Text passage:
.....
The peace of Christ is coming into the world, once again. Yesterday marked the beginning of Advent for Christians who follow a Lectionary calendar. If you're keeping up it's Year B in the Revised Common Lectionary. The readings for yesterday were grim and menacing. An angry, name taking, bum kicking God that we can't seem to figure out if we want to come near or go away from. This angry image of God reminds me of how I felt as a child when my father was really angry with me. I was terrified of him and yet I was so hurt that he withdrew his love from me in his anger I just wanted to run to him and wrap my arms around his waist and cry and beg him to love me again. Needless to say, this is not a helpful image to me as a 52 year old lesbian struggling with health issues, time constraints, fears about the economy, not understanding why I have so many wonderful projects and jobs and calls to ministry in my life.
Last night I read the sermon of a close friend who spoke about the concept of hope enfolded in our duty to "actively" wait this advent. I got such a clear image of the difference in standing around, shuffling feet, passing the time until my issue is addressed, my email is responded to, my phone call returned. But it's a very different thing to live more fully into the Serenity Prayer and "actively" wait.
God, grant me the serenity to accept the things I canno change, the courage to change the things I can and the wisdom to know the difference. So what if I've made the decision that there ARE some things I can do to change the injustice of bigotry and hatred toward people who are gay, lesbian, bi-sexual, and transgender (GLBT). I live as an out lesbian, I stand up for civil rights for all people, I critique my own community's understanding of bisexual and transgender issues, I work for equal marriage rights for everyone even as I am outspoken about the pitfalls of reproducing the heterosexist dominant paradigm with all it's attendant power dynamics issues. I call myself "queer" sometimes to shock people, sometimes to make the GLBTQI (yes there are more!) alphabet soup more palatable, and sometimes to refer to a theoretical space called "queer." And in all those three cases I'm just strapping on the word and wearing it like a souvenier.
.....
Instructions:
#1 According to the Advent post, which year of the Revised Common Lectionary is it?
#2 Continue the Advent post from its last sentence.
.....
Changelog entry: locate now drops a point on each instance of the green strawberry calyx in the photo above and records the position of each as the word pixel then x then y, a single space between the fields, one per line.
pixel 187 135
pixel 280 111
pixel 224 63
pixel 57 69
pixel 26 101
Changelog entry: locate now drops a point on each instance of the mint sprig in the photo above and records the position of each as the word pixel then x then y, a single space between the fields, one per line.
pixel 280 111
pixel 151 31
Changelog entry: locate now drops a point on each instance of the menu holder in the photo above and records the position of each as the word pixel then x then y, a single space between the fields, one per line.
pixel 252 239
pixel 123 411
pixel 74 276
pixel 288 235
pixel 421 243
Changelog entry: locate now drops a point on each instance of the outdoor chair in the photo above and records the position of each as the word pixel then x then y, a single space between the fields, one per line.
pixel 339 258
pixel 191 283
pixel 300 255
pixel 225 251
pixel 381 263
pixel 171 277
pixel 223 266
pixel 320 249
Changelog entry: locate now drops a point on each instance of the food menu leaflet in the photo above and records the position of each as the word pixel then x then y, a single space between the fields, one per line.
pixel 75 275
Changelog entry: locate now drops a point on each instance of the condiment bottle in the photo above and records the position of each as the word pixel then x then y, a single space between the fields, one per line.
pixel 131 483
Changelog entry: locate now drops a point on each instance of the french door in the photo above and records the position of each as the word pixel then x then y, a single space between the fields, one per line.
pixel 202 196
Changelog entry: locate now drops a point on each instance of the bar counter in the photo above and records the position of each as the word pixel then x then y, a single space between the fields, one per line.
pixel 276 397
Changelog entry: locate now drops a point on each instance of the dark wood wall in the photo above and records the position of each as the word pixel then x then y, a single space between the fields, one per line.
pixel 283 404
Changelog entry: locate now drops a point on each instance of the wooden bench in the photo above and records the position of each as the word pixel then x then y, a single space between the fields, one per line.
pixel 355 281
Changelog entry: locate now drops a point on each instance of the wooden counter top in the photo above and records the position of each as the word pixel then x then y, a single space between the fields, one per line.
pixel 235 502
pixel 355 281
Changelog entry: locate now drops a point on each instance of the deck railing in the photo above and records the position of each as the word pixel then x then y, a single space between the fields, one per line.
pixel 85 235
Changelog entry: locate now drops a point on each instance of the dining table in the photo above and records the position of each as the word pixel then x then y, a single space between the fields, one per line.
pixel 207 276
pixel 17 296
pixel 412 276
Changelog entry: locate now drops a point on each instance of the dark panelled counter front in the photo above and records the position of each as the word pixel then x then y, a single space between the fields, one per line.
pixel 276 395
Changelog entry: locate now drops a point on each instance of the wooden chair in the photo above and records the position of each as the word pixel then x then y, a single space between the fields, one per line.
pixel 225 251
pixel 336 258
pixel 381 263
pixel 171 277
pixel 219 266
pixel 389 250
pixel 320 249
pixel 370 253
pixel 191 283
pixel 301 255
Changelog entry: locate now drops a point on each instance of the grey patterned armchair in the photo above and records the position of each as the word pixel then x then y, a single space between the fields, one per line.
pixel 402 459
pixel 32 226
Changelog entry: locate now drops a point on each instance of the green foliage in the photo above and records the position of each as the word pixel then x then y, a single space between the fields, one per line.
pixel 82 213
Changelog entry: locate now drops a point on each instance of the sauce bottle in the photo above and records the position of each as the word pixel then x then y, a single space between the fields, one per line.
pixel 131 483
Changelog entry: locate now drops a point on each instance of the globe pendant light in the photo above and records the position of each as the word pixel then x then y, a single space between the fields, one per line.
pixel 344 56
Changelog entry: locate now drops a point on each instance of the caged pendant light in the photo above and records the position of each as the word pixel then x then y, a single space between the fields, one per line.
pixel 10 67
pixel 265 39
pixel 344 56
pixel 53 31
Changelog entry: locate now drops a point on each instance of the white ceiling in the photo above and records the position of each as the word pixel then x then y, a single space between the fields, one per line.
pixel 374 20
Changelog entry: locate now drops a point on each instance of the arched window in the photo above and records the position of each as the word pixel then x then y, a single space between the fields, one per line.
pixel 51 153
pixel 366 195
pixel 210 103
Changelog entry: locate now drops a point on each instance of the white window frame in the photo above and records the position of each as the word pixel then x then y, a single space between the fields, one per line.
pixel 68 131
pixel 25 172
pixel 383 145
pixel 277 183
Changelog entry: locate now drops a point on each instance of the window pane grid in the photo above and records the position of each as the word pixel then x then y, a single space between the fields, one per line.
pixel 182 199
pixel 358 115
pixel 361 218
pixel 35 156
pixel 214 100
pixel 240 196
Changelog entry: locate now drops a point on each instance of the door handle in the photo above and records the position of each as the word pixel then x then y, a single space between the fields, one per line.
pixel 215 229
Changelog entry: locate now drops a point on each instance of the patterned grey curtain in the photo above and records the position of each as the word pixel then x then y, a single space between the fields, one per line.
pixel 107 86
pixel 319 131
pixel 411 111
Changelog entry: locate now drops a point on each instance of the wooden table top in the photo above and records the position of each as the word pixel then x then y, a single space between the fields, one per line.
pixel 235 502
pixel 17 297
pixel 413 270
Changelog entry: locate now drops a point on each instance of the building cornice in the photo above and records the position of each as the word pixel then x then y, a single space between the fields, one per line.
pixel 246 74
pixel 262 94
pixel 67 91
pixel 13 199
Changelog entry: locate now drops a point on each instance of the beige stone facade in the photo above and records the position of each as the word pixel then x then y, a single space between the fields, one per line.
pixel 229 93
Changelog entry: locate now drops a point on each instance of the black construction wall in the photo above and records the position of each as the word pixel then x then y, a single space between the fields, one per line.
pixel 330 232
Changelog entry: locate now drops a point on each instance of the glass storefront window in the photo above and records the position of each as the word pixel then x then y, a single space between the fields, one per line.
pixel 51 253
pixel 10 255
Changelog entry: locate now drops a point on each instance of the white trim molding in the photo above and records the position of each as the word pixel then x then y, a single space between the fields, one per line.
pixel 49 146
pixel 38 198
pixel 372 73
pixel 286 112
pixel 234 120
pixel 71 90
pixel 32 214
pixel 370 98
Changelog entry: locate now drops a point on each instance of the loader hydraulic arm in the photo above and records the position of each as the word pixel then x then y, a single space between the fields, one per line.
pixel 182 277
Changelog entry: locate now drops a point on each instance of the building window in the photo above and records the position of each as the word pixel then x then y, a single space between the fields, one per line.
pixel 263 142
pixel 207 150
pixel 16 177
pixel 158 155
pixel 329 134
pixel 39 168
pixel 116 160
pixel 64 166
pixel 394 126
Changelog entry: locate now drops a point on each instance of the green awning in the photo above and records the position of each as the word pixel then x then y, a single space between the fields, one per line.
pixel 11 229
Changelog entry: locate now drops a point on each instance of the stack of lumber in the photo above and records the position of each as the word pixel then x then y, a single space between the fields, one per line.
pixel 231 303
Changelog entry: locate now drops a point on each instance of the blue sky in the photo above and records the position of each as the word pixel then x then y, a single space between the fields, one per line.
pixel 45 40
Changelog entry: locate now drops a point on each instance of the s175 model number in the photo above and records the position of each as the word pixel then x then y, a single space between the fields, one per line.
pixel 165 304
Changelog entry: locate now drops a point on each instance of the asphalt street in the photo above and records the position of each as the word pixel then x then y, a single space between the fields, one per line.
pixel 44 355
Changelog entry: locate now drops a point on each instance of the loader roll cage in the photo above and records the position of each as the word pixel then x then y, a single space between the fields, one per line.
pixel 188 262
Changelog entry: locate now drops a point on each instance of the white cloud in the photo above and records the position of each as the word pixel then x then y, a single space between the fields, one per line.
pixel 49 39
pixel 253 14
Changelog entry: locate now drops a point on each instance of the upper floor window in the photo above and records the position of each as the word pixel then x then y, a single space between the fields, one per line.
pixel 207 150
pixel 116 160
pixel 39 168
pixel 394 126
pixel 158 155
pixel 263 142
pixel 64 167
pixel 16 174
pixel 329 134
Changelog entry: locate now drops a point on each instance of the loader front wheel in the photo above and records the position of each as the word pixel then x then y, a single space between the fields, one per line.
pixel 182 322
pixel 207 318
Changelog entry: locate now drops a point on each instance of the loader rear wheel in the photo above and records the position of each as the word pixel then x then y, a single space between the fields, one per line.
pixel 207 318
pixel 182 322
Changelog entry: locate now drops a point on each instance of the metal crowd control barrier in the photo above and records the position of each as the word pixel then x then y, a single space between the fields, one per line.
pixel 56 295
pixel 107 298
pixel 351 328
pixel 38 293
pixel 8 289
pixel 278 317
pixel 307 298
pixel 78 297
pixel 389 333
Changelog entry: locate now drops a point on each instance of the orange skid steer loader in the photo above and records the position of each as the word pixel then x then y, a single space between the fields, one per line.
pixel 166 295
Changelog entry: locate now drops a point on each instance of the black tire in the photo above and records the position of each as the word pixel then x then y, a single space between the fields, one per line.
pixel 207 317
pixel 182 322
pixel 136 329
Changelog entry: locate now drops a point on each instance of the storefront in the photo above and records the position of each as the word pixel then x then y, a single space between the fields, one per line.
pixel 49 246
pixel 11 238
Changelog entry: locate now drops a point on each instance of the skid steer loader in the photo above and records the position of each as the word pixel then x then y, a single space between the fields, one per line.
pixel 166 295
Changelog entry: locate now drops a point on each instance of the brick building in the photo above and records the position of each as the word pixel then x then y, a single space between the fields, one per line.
.....
Task responses:
#1 Year B.

#2
Queer is not GLBTQI, queer is not homosexuals having equal rights to marry, queer is not who I have sex with or how many or how often. Queer is tearing down the power structures that trap people in oppressive systems that beat them down and stifle their creativity and spirituality. Queer means walking through life doing power analysis on every structure, system, institution and relationship in my life. Queer means working for justice at every turn. And maybe most importantly, queer means using my privilege as a white, educated, middle classed woman to work for justice for those who are oppressed by MY privilege. Yes I need to work for equal treatment and an end to homophobia. But I actually am duty bound, I believe, as a Christian, to work HARDER for those who are oppressed by my privilege. I can't just strap on the name queer when I want to or when it suits me. I need to live queer, be queer, work for justice queer.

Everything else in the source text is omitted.